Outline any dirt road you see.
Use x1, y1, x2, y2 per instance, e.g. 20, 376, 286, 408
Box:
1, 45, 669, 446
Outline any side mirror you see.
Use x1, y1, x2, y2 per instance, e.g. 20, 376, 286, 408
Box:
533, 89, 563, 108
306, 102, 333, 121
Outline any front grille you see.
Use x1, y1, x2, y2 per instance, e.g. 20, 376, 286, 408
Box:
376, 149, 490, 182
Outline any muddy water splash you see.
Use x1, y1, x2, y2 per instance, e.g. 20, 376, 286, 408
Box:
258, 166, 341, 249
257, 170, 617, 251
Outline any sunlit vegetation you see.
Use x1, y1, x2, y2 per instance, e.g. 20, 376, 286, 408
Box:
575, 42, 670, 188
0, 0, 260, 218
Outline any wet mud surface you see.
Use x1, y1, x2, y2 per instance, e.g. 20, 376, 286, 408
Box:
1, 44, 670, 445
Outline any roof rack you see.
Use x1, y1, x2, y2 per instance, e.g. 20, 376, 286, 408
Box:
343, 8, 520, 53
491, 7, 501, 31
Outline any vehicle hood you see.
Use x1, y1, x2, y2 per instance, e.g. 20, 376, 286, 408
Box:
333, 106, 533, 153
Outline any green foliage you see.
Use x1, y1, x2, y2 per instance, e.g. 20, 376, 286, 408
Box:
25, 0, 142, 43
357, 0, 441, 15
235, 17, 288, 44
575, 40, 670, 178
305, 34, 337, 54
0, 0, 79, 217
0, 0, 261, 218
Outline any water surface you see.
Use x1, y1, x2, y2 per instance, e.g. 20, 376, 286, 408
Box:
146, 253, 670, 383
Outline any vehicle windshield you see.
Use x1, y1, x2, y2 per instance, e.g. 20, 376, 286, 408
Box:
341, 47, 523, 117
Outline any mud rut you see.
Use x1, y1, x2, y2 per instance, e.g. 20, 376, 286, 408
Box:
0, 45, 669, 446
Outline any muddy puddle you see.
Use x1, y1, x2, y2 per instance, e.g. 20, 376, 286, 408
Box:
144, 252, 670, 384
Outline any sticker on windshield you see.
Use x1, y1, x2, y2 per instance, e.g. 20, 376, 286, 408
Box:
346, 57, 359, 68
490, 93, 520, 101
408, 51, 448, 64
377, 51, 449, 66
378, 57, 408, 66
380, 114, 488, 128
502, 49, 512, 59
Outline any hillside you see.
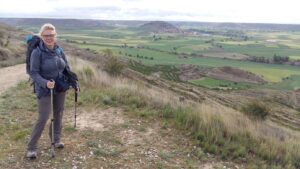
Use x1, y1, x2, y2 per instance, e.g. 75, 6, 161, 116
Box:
0, 24, 27, 67
139, 21, 182, 33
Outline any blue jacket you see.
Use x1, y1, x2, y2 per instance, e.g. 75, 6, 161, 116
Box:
30, 41, 68, 98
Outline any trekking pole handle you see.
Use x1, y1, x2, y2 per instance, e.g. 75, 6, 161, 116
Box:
48, 79, 55, 89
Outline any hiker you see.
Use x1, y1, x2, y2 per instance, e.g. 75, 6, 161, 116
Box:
26, 23, 78, 159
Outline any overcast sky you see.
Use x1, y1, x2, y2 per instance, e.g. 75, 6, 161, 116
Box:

☆ ☆ ☆ ☆ ☆ ☆ ☆

- Directions -
Only lines that contain "vehicle" are needed, so copy each of them from the data.

- Final answer -
Outline any vehicle hood you see.
Outline any vehicle windshield you see.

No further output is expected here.